### Exercise task
Convert the records below into a two-column CSV with the headers prompt_text and answer_text and one row per record. Put each record's text and its answer in separate quoted fields, replace line breaks with spaces, and leave out the pictures.

### The data
---
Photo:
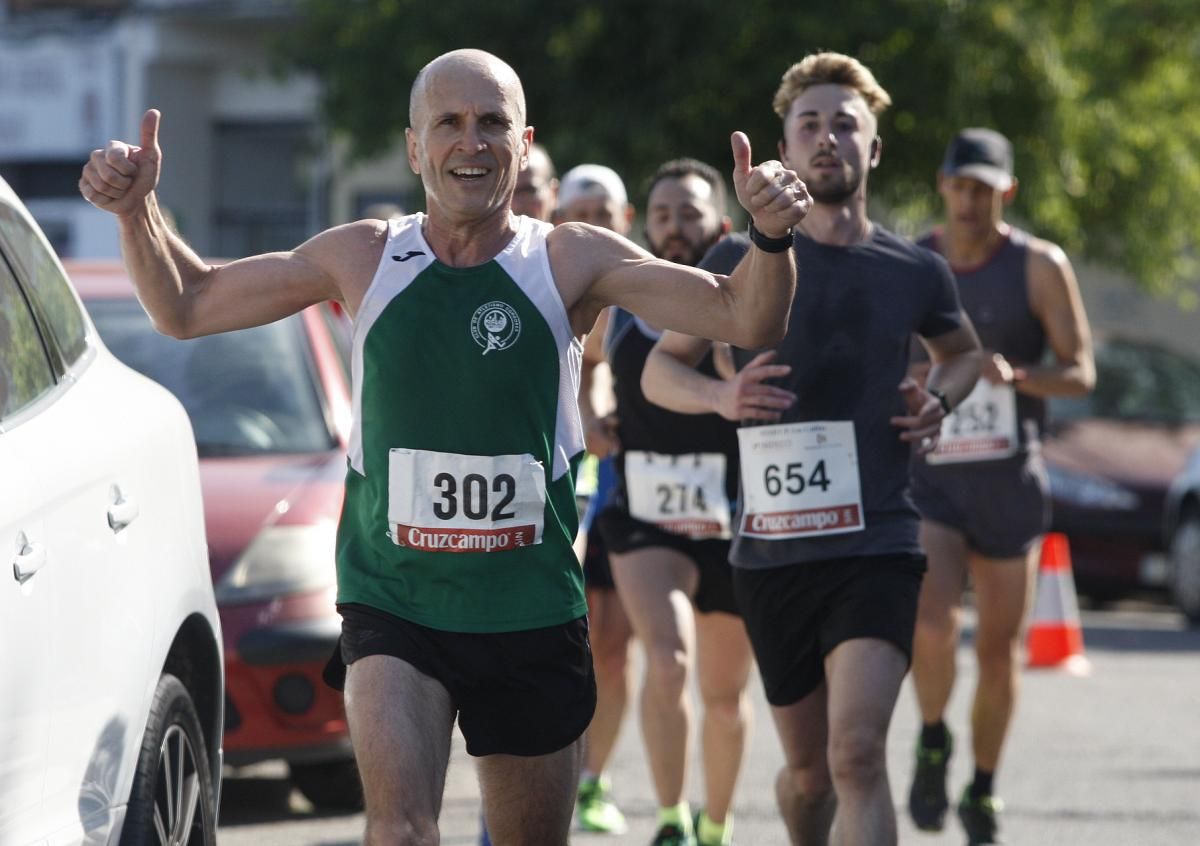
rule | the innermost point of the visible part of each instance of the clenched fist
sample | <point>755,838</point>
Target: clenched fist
<point>774,196</point>
<point>120,177</point>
---
### Solution to this exercise
prompt_text,answer_text
"Photo: rule | the innermost point of the visible part of each instance of the clenched fist sample | <point>755,838</point> Target: clenched fist","<point>774,196</point> <point>120,177</point>"